[Start Text segment]
The vast majority of visitor trips to Peru go something like this; land in Lima, the capital, tour around the city for a day, and then fly to Cusco. Once there, while adjusting to the 12,000 foot plus altitude, a walk through the historic city center is a must, and then, the next day, take in Sachsayhuaman, the “fortress” of the Inca perched on a hill overlooking the city.

But the main attraction still awaits; a fabled “lost city” abandoned by the Inca in the 16th century, its location outwitting the Spanish Conquistadors lusting after any gold they could snatch, and then found by a lanky American scholar, Hiram Bingham III, in 1911.

Do I even need to name the place? Okay, Machu Picchu, Quechua words that mean “old bird” or “old peak” and a name that Mr. Bingham used casually at first, because he had been told by Natives of the area that Inca remains could be found in the vicinity of Machu Picchu, the name of the mountain upon which much of the site rests. The name stuck, and has been used ever since by the 2000 plus tourists that visit it every day, 365 days of the year.

So, after perhaps a visit to other Inca centers such as Pisaq, mainly to cruise through its famous “Indian market”, back on the tour bus or into the taxi one goes, destination Machu Picchu, or more correctly, the train station that links Machu Picchu to the outside world.
[End Text segment]
Instruction » Print the passage on visiting Peru word for word, starting with "But the main" and going on through "III, in 1911.".
[Start Provided information]
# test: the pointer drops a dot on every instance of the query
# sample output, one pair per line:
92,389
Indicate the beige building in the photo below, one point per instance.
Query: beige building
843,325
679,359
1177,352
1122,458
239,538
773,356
[End Provided information]
Written answer »
But the main attraction still awaits; a fabled “lost city” abandoned by the Inca in the 16th century, its location outwitting the Spanish Conquistadors lusting after any gold they could snatch, and then found by a lanky American scholar, Hiram Bingham III, in 1911.